[Location identification items]
************

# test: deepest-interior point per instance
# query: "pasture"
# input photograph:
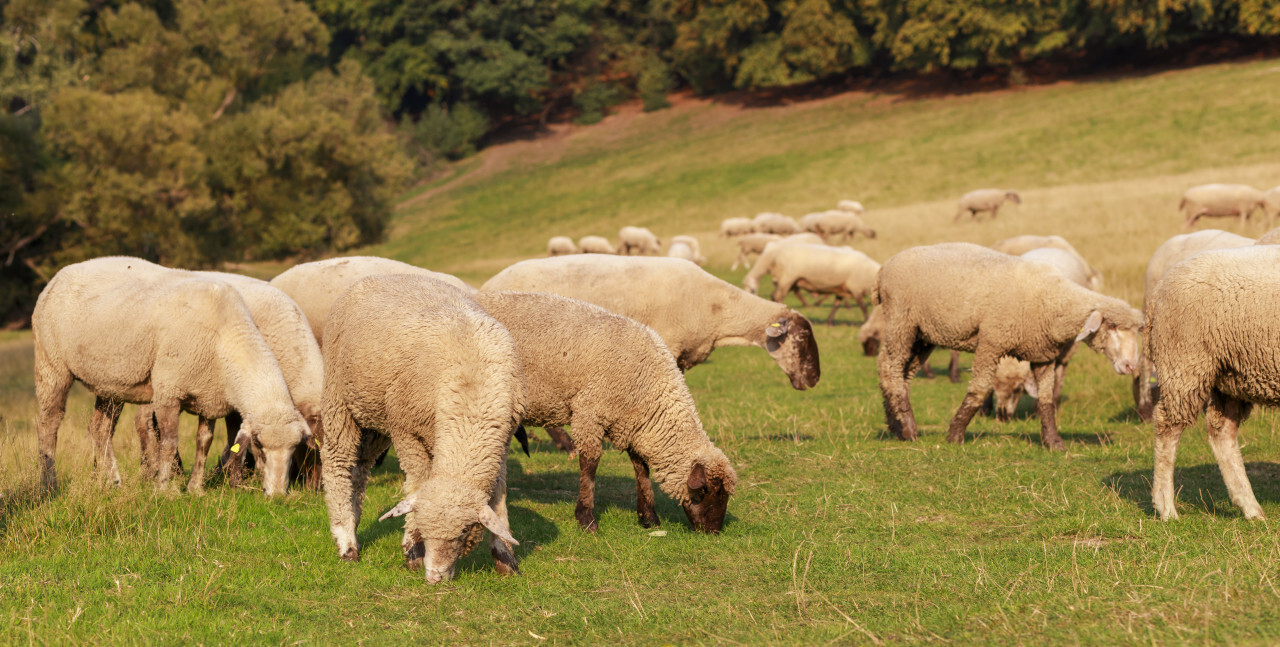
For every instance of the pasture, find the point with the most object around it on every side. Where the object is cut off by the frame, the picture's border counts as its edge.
(837, 532)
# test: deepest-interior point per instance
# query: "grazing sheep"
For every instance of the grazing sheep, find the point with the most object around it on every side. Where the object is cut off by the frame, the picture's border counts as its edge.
(775, 223)
(817, 268)
(561, 245)
(595, 245)
(1219, 201)
(611, 377)
(968, 297)
(135, 332)
(844, 224)
(414, 361)
(731, 227)
(639, 240)
(288, 335)
(1169, 254)
(984, 200)
(315, 286)
(1212, 337)
(693, 310)
(1019, 245)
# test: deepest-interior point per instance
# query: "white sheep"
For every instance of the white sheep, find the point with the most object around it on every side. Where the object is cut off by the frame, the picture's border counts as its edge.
(414, 361)
(1214, 329)
(595, 245)
(972, 299)
(315, 286)
(135, 332)
(1169, 254)
(1219, 201)
(984, 200)
(639, 240)
(693, 310)
(561, 245)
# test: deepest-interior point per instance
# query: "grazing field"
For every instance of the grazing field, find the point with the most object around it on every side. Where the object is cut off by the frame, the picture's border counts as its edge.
(837, 532)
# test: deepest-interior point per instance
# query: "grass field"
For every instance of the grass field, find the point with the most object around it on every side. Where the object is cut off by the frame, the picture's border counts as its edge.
(837, 532)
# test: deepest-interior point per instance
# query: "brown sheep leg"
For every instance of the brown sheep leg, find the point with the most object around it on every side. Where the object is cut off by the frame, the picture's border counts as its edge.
(1046, 405)
(644, 492)
(1223, 417)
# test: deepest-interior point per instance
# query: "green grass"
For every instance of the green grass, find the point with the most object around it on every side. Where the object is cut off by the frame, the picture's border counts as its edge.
(837, 533)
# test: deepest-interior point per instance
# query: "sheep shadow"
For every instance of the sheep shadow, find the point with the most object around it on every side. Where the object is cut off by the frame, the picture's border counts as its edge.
(1200, 486)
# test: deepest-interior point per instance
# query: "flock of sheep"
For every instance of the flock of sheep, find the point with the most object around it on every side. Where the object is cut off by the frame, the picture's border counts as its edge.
(324, 368)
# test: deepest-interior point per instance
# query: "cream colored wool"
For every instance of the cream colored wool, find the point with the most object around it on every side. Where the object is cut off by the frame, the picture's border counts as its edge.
(414, 361)
(135, 332)
(693, 310)
(972, 299)
(315, 286)
(1212, 335)
(1169, 254)
(609, 377)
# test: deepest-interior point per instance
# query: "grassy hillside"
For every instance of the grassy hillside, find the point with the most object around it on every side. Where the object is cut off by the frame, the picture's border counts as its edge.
(837, 532)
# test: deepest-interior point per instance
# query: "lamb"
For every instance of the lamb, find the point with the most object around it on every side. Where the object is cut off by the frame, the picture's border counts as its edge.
(414, 361)
(1019, 245)
(638, 238)
(611, 377)
(732, 227)
(595, 245)
(135, 332)
(817, 268)
(1169, 254)
(315, 286)
(560, 245)
(984, 200)
(289, 337)
(693, 310)
(973, 299)
(775, 223)
(1219, 201)
(1212, 337)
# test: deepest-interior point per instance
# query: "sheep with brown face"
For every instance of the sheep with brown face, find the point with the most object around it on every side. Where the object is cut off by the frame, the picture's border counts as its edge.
(414, 361)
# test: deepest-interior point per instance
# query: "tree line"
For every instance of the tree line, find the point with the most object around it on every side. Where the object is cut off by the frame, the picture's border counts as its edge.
(195, 132)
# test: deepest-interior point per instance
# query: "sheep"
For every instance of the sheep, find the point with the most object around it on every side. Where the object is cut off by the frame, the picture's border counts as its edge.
(775, 223)
(844, 224)
(817, 268)
(414, 361)
(595, 245)
(984, 200)
(1212, 337)
(693, 310)
(639, 240)
(1220, 200)
(611, 377)
(1019, 245)
(560, 245)
(315, 286)
(1169, 254)
(853, 206)
(732, 227)
(135, 332)
(288, 336)
(973, 299)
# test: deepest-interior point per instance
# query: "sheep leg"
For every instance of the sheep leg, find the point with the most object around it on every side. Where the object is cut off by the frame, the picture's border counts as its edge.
(644, 492)
(981, 383)
(204, 438)
(1223, 418)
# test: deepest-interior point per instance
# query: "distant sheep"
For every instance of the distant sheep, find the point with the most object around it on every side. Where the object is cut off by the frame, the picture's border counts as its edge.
(1220, 201)
(988, 200)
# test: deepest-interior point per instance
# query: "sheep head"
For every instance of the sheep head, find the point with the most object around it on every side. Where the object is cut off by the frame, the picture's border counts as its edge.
(790, 342)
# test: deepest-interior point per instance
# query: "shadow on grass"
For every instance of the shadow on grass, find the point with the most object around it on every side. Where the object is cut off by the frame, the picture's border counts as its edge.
(1200, 487)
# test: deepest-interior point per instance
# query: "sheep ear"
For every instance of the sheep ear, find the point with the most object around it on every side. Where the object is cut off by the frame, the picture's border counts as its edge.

************

■ Task statement
How many of the rows above contain the string "field"? Reply with only the number.

■ Result of this task
4